> [EXCERTO DO TEXTO]

# # #

O pedido de decisão prejudicial tem por objeto a interpretação da Diretiva 75/442/CEE do Conselho, de 15 de julho de 1975, relativa aos resíduos (JO L 194, p. 39; EE 15 F1 p. 129), conforme alterada pela Decisão 96/350/CE da Comissão, de 24 de maio de 1996 (JO L 135, p. 32, a seguir «Diretiva 75/442»), e da Diretiva 2001/42/CE do Parlamento Europeu e do Conselho, de 27 de junho de 2001, relativa à avaliação dos efeitos de determinados planos e programas no ambiente (JO L 197, p. 30).

2

Este pedido foi apresentado no âmbito de um litígio que opõe a cidade de Ottignies‑Louvain‑la‑Neuve, bem como M. Tillieut, W. Gregoire e M. Lacroix, à Région wallonne, a respeito de uma autorização solicitada pela Shanks SA para explorar e conceber um plano de ordenamento de uma instalação destinada à eliminação de resíduos.

Quadro jurídico

Direito da União

3

O artigo 7.o, n.o 1, da Diretiva 75/442 prevê:

«Para realizar os objetivos referidos nos artigos 3.°, 4.° e 5.°, a ou as autoridades competentes mencionadas no artigo 6.o devem estabelecer, logo que possível, um ou mais planos de gestão de resíduos. Esses planos incidirão nomeadamente sobre:

o tipo, a quantidade e a origem dos resíduos a aproveitar ou a eliminar,

normas técnicas gerais,

disposições especiais relativas a resíduos específicos,

locais ou instalações apropriados para a eliminação.

# # #

> [Itens armazenados]
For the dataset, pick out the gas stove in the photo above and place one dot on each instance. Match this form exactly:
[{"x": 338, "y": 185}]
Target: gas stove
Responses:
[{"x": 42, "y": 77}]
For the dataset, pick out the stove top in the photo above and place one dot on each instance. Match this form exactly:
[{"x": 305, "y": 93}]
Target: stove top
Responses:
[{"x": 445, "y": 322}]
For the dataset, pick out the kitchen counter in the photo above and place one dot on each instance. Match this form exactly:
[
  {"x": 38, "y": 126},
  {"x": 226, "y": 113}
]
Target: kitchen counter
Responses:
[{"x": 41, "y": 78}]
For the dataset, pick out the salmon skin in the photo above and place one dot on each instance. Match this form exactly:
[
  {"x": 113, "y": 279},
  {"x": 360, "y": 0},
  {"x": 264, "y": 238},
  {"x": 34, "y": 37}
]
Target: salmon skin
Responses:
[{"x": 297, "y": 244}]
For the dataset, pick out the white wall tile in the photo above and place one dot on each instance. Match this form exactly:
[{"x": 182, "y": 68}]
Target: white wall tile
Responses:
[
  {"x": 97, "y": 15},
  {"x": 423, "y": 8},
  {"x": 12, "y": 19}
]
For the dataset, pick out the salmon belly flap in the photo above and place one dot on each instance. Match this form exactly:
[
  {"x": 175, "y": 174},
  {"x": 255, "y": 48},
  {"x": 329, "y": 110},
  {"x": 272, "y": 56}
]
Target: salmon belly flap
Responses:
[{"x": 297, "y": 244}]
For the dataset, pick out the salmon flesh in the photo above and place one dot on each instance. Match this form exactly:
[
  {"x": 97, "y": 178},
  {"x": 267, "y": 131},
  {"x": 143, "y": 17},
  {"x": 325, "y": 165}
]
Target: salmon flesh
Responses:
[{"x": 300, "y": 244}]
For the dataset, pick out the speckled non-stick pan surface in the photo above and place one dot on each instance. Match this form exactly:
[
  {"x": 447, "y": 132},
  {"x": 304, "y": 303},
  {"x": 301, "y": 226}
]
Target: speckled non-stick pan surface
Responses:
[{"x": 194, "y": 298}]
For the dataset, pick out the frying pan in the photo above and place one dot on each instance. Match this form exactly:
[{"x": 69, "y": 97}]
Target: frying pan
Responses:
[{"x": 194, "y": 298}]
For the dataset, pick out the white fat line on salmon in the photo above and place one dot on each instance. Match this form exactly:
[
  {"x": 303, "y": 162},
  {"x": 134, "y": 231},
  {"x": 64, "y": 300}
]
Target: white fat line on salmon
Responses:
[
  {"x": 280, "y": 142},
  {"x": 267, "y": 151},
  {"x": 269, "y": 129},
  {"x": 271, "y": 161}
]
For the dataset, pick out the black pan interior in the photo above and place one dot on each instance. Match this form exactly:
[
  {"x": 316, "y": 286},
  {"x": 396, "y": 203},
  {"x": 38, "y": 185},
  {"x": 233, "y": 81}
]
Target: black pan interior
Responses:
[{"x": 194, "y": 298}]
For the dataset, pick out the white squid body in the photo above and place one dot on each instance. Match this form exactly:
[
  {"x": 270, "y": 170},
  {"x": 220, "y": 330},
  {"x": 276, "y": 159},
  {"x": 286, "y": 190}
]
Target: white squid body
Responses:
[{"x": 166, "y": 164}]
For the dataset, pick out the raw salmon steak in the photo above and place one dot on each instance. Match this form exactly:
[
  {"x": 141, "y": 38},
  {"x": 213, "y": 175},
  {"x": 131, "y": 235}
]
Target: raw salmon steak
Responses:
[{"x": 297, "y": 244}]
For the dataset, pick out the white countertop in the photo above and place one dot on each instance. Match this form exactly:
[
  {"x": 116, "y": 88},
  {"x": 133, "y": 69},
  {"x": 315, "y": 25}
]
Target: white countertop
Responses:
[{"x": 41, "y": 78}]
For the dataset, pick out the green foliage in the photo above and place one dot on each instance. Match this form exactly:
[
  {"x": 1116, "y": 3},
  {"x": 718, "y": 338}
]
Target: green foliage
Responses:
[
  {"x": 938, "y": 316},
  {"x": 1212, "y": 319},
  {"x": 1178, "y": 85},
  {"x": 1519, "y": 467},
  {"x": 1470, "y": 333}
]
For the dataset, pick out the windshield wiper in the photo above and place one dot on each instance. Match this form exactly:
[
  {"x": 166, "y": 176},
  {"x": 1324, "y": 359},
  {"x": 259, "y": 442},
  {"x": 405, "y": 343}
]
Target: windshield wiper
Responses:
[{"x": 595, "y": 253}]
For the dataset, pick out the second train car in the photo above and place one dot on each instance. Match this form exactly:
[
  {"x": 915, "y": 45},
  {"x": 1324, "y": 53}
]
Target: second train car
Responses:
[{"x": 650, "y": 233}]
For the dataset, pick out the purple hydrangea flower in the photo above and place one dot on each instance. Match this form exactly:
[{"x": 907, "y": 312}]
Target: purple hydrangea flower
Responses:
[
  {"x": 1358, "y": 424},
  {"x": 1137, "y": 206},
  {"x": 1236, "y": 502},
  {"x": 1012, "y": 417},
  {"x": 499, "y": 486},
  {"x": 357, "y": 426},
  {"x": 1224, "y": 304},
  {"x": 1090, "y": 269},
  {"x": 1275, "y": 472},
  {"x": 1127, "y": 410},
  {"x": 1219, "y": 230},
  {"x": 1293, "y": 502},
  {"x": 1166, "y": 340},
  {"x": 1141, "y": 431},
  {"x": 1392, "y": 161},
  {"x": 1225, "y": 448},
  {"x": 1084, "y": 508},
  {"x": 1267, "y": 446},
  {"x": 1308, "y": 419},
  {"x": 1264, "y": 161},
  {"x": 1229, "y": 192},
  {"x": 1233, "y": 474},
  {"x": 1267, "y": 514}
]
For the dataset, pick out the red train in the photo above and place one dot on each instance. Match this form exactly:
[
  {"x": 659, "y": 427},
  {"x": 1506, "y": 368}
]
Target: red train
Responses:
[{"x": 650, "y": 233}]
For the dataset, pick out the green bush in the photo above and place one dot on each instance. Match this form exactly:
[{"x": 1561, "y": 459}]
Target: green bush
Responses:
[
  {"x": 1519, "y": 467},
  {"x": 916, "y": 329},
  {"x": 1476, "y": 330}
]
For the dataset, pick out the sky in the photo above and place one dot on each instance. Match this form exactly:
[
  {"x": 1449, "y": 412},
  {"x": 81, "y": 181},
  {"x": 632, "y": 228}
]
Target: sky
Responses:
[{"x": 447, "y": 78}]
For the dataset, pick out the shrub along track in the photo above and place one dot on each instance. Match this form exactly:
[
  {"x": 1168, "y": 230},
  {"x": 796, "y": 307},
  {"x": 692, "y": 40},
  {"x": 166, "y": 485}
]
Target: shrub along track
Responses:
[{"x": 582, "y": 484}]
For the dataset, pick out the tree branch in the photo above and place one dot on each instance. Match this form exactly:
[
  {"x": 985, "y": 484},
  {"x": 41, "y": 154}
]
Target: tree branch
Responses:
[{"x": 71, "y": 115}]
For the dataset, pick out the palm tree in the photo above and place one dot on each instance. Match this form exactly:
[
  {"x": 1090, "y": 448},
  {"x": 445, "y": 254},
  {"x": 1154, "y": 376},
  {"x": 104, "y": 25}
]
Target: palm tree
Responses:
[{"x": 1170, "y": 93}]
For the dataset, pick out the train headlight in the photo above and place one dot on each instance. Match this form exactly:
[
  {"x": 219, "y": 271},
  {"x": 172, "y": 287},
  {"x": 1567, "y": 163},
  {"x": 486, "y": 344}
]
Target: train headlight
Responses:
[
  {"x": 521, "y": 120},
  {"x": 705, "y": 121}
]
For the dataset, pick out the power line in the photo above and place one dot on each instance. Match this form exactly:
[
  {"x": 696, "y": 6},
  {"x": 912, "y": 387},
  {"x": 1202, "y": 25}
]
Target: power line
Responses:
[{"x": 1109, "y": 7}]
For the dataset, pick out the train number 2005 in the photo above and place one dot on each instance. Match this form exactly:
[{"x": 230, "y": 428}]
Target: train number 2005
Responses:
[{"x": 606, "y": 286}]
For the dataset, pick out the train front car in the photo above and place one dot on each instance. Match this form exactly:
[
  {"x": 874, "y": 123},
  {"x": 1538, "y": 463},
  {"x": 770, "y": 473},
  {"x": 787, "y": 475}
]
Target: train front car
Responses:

# # #

> [TAREFA A]
As afirmações seguintes estão de acordo com o excerto sobre o pedido de decisão prejudicial? Responda sim ou não a cada uma e cite literalmente as palavras do excerto que decidem a resposta. (i) A Diretiva 2001/42/CE tem a data de 27 de junho de 2001. (ii) A autorização em causa no litígio foi solicitada pela Région wallonne. (iii) Os planos de gestão de resíduos incidem, nomeadamente, sobre normas técnicas gerais.
> [TAREFA B]
Segundo o excerto sobre o pedido de decisão prejudicial, que decisão alterou a Diretiva 75/442/CEE?
> [TAREFA C]
Prossiga o excerto sobre o pedido de decisão prejudicial a partir do ponto em que termina.
Não é preciso consultar os dados.

> [RESPOSTA ESPERADA A]
(i) Sim: «Diretiva 2001/42/CE do Parlamento Europeu e do Conselho, de 27 de junho de 2001».
(ii) Não: «uma autorização solicitada pela Shanks SA».
(iii) Sim: «Esses planos incidirão nomeadamente sobre:» e «normas técnicas gerais».

> [RESPOSTA ESPERADA B]
A Decisão 96/350/CE da Comissão, de 24 de maio de 1996.

> [RESPOSTA ESPERADA C]
[…]»

4

O considerando 18 da Diretiva 1999/31/CE do Conselho, de 26 de abril de 1999, relativa à deposição de resíduos em aterros (JO L 182, p. 1), conforme alterada pela Diretiva 2011/97/UE do Conselho, de 5 de dezembro de 2011 (JO L 328, p. 49, a seguir «Diretiva 1999/31»), enuncia:

«Considerando que, em virtude das características particulares do método de eliminação que é a deposição em aterro, se torna necessário instaurar para todas as classes de aterros um processo de autorização específico que observe os requisitos gerais de autorização já constantes da [Diretiva 75/442] […]»

5

O considerando 26 da Diretiva 1999/31 enuncia:

«Considerando que importa regulamentar as condições da futura exploração dos aterros existentes, a fim de tomar, no prazo fixado, as medidas necessárias à sua adaptação à presente diretiva com base num plano de ordenamento da instalação».

6

O artigo 1.o, n.o 1, desta diretiva, que tem por epígrafe «Objetivo geral», prevê:

«A fim de dar cumprimento às exigências da [Diretiva 75/442], nomeadamente dos artigos 3.° e 4.°, o objetivo da presente diretiva é, com base em requisitos operacionais e técnicos estritos em matéria de resíduos e aterros, prever medidas, processos e orientações que evitem ou reduzam tanto quanto possível os efeitos negativos sobre o ambiente […]»

7

O artigo 8.o da referida diretiva, que tem por epígrafe «Condições da licença», precisa:

«Os Estados‑Membros tomarão medidas para que:

a)

As autoridades competentes só concedam a licença de exploração de um aterro depois de se terem certificado que:

i)

Sem prejuízo dos n.os 4 e 5 do artigo 3.o, o projeto de aterro preenche todos os requisitos da presente diretiva, incluindo os anexos;

[…]

b)

O projeto de aterro esteja conforme com o plano ou planos pertinentes de gestão de resíduos previstos no artigo 7.o da [Diretiva 75/442];

[…]»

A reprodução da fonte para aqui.